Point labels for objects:
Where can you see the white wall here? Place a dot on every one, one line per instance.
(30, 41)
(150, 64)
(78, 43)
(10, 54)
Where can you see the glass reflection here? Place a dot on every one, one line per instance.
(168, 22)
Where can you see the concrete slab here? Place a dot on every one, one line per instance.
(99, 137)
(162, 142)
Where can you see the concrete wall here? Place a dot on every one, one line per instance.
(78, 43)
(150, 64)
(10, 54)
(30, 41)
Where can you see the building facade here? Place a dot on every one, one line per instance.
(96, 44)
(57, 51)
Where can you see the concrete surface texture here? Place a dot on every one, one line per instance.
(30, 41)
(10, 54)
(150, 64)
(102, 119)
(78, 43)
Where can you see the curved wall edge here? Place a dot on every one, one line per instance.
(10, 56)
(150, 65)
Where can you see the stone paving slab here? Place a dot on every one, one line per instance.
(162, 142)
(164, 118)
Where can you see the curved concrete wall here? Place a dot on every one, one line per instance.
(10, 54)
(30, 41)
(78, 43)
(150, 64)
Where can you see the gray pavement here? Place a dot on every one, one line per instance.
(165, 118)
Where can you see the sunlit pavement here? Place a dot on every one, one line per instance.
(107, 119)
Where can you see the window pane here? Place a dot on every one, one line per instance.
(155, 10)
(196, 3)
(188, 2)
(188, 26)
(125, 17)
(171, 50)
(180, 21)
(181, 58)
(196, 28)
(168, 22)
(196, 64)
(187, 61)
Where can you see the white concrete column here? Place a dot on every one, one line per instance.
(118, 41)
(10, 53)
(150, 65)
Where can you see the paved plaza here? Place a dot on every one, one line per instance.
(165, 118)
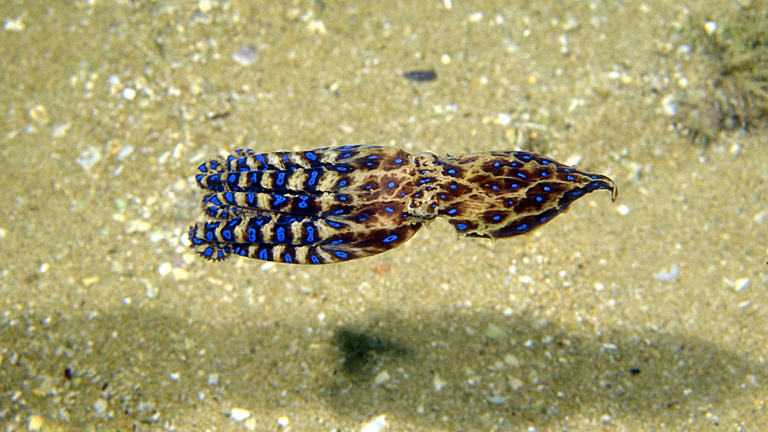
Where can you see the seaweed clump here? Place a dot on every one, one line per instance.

(Task statement): Please repeat all of the rows above word for word, omitting the pictures.

(Solution to this exercise):
Where can you see the white wall here? Place a dot on every one, one line per instance.
(30, 41)
(150, 64)
(78, 43)
(10, 54)
Where can you see the glass reflection here? Place a dot on every one, one line per instance.
(168, 22)
Where can you see the concrete slab here? Place a dot on every one, one line per instance.
(99, 137)
(162, 142)
Where can you see the concrete wall here? Place a dot on every one, one line per instance.
(78, 43)
(150, 64)
(10, 54)
(30, 41)
Where can you see the building facade here? Place a dot on every one, one line per instance.
(96, 44)
(57, 51)
Where can you see the concrete surface texture here? Place a dot on every one, one line per instance.
(30, 41)
(10, 54)
(150, 64)
(102, 119)
(78, 43)
Where can you see the curved wall edge here? Place a dot on every one, one line per instance.
(10, 56)
(150, 65)
Where can you see the stone paving slab here? Place a dot on every one, one line per instance.
(162, 142)
(164, 118)
Where can you see the curved concrete wall here? Place a dot on every one, one line per instance.
(10, 54)
(30, 41)
(78, 43)
(150, 64)
Where can you see the gray pavement here? Place a dot on every one, one line per instance.
(165, 118)
Where can you see the sunlit pavement here? Place a dot on every one, one line per instance.
(107, 119)
Where can you see the window pane here? Place a dot on every one, one line per instance.
(155, 10)
(196, 3)
(188, 2)
(188, 26)
(125, 17)
(171, 50)
(180, 21)
(181, 58)
(196, 28)
(168, 22)
(196, 64)
(187, 61)
Where can you see the white concrete column here? Place a dot on every one, one line per instance.
(118, 41)
(10, 53)
(150, 65)
Where can you see the paved plaza here? Place a dot on every one, one line per instance.
(165, 118)
Where can you see the seaweed clump here? Place a dot on every one, one line per instance.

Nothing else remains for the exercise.